> [STATED GOAL]: Please copy the listing below word for word, starting at the line that contains "the red circle" and ending at the line that contains "322 127 340 187", with both of those lines included.

-- GIVEN INFORMATION start --

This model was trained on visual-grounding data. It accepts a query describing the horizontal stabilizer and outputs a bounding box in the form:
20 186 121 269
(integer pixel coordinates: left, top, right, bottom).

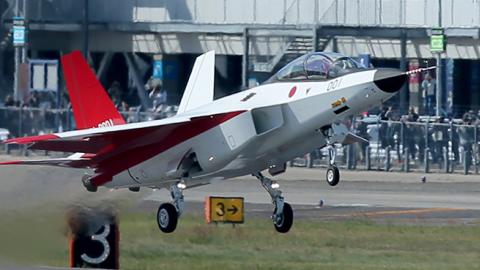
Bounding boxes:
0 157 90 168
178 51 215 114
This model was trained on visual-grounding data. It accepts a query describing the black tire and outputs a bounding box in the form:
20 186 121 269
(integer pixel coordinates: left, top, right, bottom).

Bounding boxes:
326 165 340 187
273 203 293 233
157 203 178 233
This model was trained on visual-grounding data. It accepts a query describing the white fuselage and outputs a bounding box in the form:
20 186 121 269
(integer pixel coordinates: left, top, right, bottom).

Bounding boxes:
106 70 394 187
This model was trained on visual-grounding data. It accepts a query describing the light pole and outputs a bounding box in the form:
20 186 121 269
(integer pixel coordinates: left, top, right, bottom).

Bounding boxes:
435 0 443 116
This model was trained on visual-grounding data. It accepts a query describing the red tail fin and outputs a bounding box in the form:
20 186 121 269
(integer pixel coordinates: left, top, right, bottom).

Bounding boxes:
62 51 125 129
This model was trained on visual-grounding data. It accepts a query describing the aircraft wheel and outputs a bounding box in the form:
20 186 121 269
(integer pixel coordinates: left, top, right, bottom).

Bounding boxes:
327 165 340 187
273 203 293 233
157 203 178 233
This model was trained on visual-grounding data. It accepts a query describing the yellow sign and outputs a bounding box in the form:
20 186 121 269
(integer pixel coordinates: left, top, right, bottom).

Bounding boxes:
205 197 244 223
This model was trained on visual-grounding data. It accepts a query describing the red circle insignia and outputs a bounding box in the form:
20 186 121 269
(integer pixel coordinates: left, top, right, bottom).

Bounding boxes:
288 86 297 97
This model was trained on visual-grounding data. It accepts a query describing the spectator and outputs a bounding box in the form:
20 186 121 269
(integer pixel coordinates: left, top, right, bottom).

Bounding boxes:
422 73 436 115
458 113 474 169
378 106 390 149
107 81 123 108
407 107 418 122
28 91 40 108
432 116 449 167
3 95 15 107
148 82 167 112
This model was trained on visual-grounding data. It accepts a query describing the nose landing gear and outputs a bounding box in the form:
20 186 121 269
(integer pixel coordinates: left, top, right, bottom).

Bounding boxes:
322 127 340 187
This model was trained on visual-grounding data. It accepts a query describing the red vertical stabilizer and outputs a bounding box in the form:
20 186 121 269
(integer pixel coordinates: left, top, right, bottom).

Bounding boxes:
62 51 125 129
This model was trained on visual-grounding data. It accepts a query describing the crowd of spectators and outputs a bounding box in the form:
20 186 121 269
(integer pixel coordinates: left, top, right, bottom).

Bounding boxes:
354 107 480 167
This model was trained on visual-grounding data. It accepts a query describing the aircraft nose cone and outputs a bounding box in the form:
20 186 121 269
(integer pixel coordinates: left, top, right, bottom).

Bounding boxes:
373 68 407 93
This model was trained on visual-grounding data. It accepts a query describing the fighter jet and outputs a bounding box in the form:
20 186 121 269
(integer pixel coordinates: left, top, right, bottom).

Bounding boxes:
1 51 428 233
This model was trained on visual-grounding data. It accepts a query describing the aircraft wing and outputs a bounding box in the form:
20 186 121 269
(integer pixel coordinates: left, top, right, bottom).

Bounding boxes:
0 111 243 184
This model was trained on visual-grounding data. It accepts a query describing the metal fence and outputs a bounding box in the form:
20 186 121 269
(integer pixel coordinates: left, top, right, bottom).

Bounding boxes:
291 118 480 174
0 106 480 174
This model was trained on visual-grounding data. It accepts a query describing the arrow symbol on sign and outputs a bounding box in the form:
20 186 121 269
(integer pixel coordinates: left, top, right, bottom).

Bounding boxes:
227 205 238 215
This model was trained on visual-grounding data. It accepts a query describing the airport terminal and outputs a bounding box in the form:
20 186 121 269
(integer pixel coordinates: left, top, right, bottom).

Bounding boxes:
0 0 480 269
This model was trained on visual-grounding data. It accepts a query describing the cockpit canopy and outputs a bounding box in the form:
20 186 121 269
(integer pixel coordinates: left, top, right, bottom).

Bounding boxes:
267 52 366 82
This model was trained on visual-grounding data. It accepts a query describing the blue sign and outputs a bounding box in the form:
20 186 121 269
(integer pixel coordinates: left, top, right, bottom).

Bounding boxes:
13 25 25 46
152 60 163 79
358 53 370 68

-- GIVEN INFORMATION end --
-- GIVEN INFORMATION start --

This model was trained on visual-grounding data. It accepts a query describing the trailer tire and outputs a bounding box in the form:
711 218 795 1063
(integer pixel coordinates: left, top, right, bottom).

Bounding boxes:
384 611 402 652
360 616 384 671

-- GIVEN INFORMATION end --

> [ANSWER TO THIS PROBLEM]:
This model was trained on visual-grounding data. It accepts a query describing the red circle insignia and outputs a bounding box in the form:
20 186 121 269
(integer pixel coordinates: left, top, right, bottom).

Bounding boxes:
288 86 297 97
This model was trained on visual-grounding data. It accepts a query describing the spectator and outputs a bounding box in the form:
20 186 121 269
(integer pixel coordinates: left, top, right, bottom).

Bounding boxes:
422 73 436 115
458 113 474 169
378 106 390 149
107 81 123 108
407 107 418 122
28 91 40 108
432 116 449 167
3 95 15 107
148 82 167 112
This model was trained on visual-grounding data. It accepts a query describing the nose landing gear and outputs a bounding box in the form:
20 186 121 269
(integer pixel coordinates: left, top, right, bottom).

Bounding boxes:
322 127 340 187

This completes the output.